→ **Passage to read**:
%%

Facebook is at risk of becoming just another utility company

New privacy regulation in the wake of the Cambridge Analytica scandal means that social media companies such as Facebook are nearing the end of their super growth cycles, and could move towards becoming a utility

I have a Harvard facebook at home. The faces of young, hopeful students smile out of the yellowing pages. Thirty-five years later, it is captivating to remember them as they were.

It was an act of unintended brilliance to establish a real time Facebook internet platform – and to get the punters to provide unlimited reality content. It was the age of innocence. What could possibly go wrong?

There is a cartoon circulating with a speech bubble over a kid saying to Facebook founder, Mark Zuckerberg, “My dad says you’re spying on us.” Zuckerberg replies, “He’s not your dad!”

Why does Google, Facebook, or any digital platform need to know where you have been, your private contact lists, and your complete user traffic over the last decade? It’s all for your own good. To help you. How else can Google tell you that there is a restaurant, or ATM, or petrol station nearby? And it’s free because your data, combined with that of millions of others, can be exploited.

It can tag your face; it knows where you live, what social events you like, every video you’ve watched, and every friend, or unfriend. Cross-reference that with billions of other records; and multiply that by the data that Apple, Dropbox, Samsung and others who pass your data through their clouds. Somewhere, someone can find something about you that even you have forgotten. No wonder marketers, canvassers, and security services will pay big bucks for access to your data.

%%

→ **Directions**:
• A. Name every group that the article on Facebook says will pay big bucks for access to your data.
• B. Reproduce the part of the article on Facebook between "It was an act" and "can be exploited.", inclusive.

→ **Data section**:
%%

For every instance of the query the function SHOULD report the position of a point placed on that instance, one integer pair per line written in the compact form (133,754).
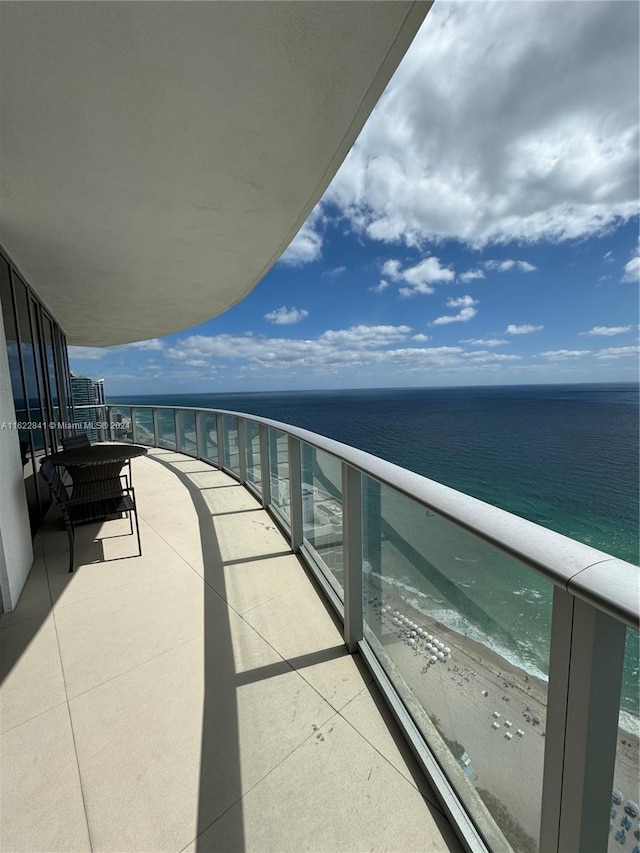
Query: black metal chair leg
(71,535)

%%

→ **Solution list**:
• A. Marketers, canvassers, and security services

• B.
It was an act of unintended brilliance to establish a real time Facebook internet platform – and to get the punters to provide unlimited reality content. It was the age of innocence. What could possibly go wrong?

There is a cartoon circulating with a speech bubble over a kid saying to Facebook founder, Mark Zuckerberg, “My dad says you’re spying on us.” Zuckerberg replies, “He’s not your dad!”

Why does Google, Facebook, or any digital platform need to know where you have been, your private contact lists, and your complete user traffic over the last decade? It’s all for your own good. To help you. How else can Google tell you that there is a restaurant, or ATM, or petrol station nearby? And it’s free because your data, combined with that of millions of others, can be exploited.